** SELECTED PASSAGE **

..............................

Merle and Alf Fitzgerald. Photo: Anton Mayer-Miller
Open till Late
Older people have always been a part of the community arts projects I was involved in
since I began working as an arts worker at the Cabramatta Migrant Hostel in Western
Sydney in 1982. Sometimes they acted on the stage. At other times they designed and
made costumes, played music, told stories, took photographs, danced or acted as
translators and historical research consultants. Some were residents at aged care centres,
others lived independently. They were an integral part of my community. In the same
waytoday when I sit down over our Sunday lunch with our children, parents, grandparents
and great grandparents, we all sit at the same table, sharing food and drink along with
different political opinions, arguments, laughter and music. Sometimes stories are repeated
and sometimes things are forgotten. That is my world. And it is the attitude I bring to
each of the projects. There has never been this sense of otherness as though older
people are somehow seperate to the rest of us. But I also live in another world where
ageism exists with all its negative stigmas. I live in a world where many elderly people
spend their Sundays alone at home or in residential care.

..............................

** INFORMATION GIVEN **
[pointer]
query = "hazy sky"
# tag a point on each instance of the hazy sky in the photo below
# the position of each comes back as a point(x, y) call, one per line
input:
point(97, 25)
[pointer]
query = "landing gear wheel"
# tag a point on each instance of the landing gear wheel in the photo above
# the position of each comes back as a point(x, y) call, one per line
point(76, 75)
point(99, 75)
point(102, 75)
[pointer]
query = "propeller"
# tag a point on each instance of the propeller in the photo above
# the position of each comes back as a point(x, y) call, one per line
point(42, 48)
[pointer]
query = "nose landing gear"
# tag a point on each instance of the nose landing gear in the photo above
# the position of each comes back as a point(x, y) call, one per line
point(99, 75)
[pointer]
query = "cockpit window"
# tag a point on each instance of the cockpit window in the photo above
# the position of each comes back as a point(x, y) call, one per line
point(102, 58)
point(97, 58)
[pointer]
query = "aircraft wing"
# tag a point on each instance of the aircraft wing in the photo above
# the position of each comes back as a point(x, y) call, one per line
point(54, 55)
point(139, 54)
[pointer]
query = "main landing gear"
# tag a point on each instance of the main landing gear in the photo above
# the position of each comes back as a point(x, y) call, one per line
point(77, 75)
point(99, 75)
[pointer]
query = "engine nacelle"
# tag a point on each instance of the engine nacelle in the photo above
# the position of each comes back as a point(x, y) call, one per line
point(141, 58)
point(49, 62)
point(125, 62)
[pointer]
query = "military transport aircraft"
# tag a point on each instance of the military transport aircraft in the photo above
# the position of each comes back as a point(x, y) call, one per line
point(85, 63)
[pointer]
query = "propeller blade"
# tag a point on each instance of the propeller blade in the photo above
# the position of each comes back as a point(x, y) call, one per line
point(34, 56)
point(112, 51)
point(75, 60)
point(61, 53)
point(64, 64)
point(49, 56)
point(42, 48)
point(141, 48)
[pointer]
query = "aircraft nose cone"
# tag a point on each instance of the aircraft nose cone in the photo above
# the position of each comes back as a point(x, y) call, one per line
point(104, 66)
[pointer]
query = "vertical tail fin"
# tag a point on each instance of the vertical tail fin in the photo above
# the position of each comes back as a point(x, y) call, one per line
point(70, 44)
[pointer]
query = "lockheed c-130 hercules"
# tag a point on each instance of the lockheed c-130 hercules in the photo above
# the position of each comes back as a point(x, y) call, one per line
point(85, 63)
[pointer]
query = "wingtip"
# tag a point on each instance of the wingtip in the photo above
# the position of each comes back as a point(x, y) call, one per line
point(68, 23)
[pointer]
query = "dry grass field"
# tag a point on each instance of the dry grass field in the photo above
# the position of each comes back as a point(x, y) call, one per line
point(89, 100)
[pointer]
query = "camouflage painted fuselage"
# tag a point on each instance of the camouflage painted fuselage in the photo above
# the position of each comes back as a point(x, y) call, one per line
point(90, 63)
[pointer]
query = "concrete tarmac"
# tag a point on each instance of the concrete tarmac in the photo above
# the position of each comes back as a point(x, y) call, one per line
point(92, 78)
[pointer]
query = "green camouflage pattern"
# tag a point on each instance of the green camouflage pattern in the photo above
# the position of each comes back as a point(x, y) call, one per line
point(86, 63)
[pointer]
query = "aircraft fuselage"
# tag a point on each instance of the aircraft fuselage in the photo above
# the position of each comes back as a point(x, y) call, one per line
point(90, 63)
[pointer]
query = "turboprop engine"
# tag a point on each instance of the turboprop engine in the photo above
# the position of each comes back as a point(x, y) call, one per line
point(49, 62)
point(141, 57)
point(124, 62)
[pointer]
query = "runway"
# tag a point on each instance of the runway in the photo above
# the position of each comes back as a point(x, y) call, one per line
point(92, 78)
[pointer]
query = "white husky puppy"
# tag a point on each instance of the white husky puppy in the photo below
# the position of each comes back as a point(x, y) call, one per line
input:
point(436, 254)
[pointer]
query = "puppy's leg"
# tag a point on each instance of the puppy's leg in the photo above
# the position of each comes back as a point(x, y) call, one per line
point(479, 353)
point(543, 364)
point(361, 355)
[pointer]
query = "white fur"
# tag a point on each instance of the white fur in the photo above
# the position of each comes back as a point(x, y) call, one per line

..............................

** INSTRUCTIONS **
(1) How many lines of the entries contain the string "green"? Treat case as significant and reply with the number alone.
(2) Extend the passage about older people in community arts projects, starting right after its final sentence.

** ANSWERS FOR THIS EXERCISE **
(1) 2

(2)
These diaries and journals explore different ways I have actively engaged with older adults
in creating art. Some involve active participation in public theatre outcomes where the focus
is on social connectedness, self expression and the opportunity to re-imagine their world in
different ways. Other strategies focus on a more personal one on one approach in dementia
units using a reminisce method including music, sensory processes re-enactment and play
to trigger memory. I have also used strategies to connect older people with others such as
with the older residents of the Oshima Island Leprosorium in Japan with older and younger
people from Australia. My aim in this on going research project is to further contribute
in finding way to enrich the lives of older people, particularly those with dementia and to help
breakdown the stigmatism that still exists with attitudes towards older people..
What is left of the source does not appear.